* What you need to do *
Your answer must be an exact copy of the listing, with the images left out.

* Source data *

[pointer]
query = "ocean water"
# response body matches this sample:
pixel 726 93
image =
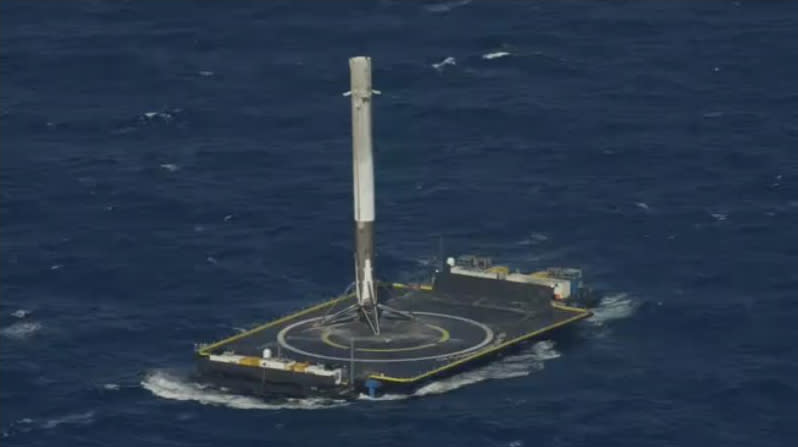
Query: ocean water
pixel 172 172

* Exercise response *
[pointer]
query = "ocean water"
# response body matches this sample:
pixel 726 93
image =
Query: ocean water
pixel 172 172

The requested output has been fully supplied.